WORK TO BE COMPLETED:
Whenever a line contains the string "power", copy it out of the entries.

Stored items
══════════
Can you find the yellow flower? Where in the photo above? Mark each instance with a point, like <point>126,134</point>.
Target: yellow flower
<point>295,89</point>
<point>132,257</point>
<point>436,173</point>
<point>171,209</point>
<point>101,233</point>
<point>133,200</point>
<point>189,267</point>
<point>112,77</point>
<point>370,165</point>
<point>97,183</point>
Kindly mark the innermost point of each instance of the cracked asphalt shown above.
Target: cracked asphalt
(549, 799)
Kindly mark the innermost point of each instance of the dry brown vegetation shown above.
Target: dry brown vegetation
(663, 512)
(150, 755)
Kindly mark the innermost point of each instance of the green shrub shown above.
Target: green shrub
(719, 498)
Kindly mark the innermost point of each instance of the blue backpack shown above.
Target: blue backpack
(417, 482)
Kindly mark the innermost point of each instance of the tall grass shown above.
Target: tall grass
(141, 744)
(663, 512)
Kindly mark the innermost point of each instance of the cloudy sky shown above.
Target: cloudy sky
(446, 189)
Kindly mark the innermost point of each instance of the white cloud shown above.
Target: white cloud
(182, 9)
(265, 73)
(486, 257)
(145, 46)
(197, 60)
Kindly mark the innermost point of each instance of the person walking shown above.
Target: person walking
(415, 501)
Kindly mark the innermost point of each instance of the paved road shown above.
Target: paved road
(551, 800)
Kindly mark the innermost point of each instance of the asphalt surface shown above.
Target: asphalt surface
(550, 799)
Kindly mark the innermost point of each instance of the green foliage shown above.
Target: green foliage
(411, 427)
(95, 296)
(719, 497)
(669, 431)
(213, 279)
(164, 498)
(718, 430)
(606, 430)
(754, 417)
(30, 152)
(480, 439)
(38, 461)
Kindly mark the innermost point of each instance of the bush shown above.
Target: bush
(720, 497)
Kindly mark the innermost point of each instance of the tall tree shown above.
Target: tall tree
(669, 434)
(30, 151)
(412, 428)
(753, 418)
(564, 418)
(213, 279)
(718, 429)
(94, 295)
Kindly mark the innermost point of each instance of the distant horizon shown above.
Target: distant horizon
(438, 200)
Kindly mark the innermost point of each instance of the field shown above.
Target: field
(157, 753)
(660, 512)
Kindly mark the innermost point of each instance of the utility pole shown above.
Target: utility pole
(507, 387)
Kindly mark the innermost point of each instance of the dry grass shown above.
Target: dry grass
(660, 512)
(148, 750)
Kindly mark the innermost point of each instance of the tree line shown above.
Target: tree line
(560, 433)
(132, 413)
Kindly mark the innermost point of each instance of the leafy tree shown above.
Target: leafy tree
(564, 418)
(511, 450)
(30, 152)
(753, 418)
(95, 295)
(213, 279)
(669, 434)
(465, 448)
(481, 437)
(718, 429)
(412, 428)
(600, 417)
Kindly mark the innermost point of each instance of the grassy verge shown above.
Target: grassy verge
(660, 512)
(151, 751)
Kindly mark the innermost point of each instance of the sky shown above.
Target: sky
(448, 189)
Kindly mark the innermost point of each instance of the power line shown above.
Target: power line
══════════
RESULT OF THE EXERCISE:
Kindly mark the innermost point of each instance of the power line shown above.
Target: power line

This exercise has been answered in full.